** Start DATA EXCERPTS **

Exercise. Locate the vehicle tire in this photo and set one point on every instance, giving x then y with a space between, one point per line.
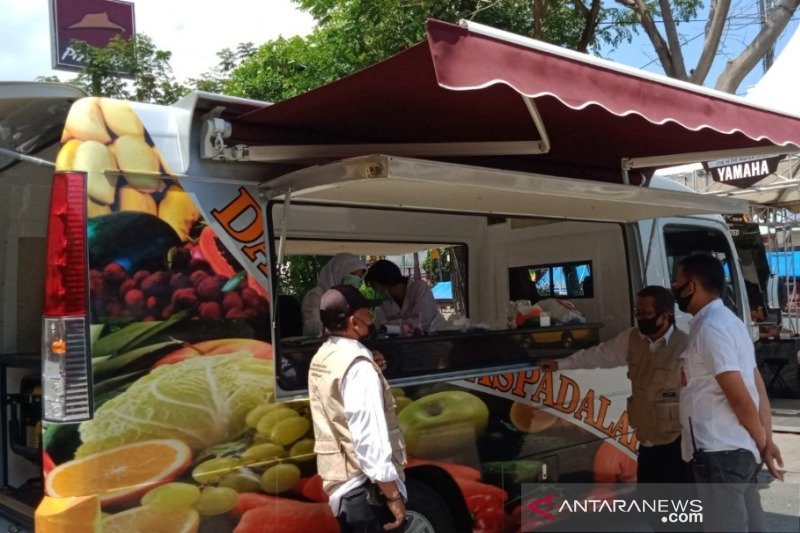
427 511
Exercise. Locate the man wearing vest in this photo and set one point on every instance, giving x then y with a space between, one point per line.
358 441
652 352
726 418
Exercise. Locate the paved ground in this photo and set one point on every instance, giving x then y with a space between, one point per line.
781 501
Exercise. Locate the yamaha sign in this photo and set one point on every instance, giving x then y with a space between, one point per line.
742 171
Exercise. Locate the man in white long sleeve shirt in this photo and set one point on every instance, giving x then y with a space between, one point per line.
727 421
358 440
652 352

** End DATA EXCERPTS **

DIRECTION: Write out every record above exactly as it stands, but leave out the pictures.

RESULT:
Exercise. Locate the vehicle tire in this photo and set one point on every instance, giving x then y with a space between, one point per line.
427 511
Exercise. Locate the man wearing vest in this photo and set one point on every instance, giving x then y with a space between, one point per line.
358 441
652 352
726 418
Exercise. Locate the paved ground in this photo and set one point on every instance, giving x then y with a space between, one point per line.
781 501
Exercise. Locate the yamaha sign in this photo and set one point on every instance, giving x then y with a space between, one point per line.
742 171
Exercise. Locate the man in white long sleeve shirt in this photo and set one point on every instance, giving x then y with a space between, one point per line.
727 421
358 440
652 352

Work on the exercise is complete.